- _Tâches demandées_:
1. Dans le compte rendu de séance, quel est le numéro de l'amendement que présente Mme Marie-Do Aeschlimann ?
2. Citez tout le passage du compte rendu de séance, de « Mme Marie-Do Aeschlimann. » jusqu'à « situation de handicap. ».

- _Texte du document_:
II. – La perte de recettes résultant pour l’État du I est compensée, à due concurrence, par la création d’une taxe additionnelle à l’accise sur les tabacs prévue au chapitre IV du titre Ier du livre III du code des impositions sur les biens et services.
III. – La perte de recettes résultant pour les organismes de sécurité sociale du I est compensée, à due concurrence, par la création d’une taxe additionnelle à l’accise sur les tabacs prévue au chapitre IV du titre Ier du livre III du code des impositions sur les biens et services.
Mme la présidente. La parole est à Mme Marie-Do Aeschlimann, pour présenter l’amendement n° 340 rectifié.
Mme Marie-Do Aeschlimann. Cet amendement de notre collègue Laurence Muller-Bronn vise à exclure de l’assiette de cotisations sociales les véhicules mis à la disposition permanente des intervenants à domicile avec un usage privé, même limité par l’employeur, afin d’effectuer leur tournée au domicile de personnes âgées en perte d’autonomie ou de personnes en situation de handicap.

[Enregistrements de données]
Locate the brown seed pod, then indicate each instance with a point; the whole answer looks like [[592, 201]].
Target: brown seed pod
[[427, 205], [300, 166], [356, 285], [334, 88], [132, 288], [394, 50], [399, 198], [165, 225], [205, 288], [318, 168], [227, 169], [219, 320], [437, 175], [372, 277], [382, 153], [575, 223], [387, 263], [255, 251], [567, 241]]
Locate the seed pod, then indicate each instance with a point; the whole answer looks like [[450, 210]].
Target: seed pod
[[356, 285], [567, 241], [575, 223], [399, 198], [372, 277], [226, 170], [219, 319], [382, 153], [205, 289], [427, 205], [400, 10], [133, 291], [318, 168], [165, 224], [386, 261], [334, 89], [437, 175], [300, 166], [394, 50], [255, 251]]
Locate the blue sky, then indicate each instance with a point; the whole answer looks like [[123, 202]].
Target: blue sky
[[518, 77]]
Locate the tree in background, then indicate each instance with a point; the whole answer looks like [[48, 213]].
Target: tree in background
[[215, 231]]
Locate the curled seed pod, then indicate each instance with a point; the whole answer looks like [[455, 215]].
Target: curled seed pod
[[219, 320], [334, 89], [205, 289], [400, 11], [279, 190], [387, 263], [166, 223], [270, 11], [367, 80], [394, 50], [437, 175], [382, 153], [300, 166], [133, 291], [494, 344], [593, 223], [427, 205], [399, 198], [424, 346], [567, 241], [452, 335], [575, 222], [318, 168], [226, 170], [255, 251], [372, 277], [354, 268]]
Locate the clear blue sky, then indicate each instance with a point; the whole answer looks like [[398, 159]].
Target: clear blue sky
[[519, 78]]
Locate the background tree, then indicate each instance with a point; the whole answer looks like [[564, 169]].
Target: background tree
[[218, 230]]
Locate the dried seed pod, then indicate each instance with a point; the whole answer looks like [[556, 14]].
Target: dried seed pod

- _Les réponses_:
1. L'amendement n° 340 rectifié.

2.
Mme Marie-Do Aeschlimann. Cet amendement de notre collègue Laurence Muller-Bronn vise à exclure de l’assiette de cotisations sociales les véhicules mis à la disposition permanente des intervenants à domicile avec un usage privé, même limité par l’employeur, afin d’effectuer leur tournée au domicile de personnes âgées en perte d’autonomie ou de personnes en situation de handicap.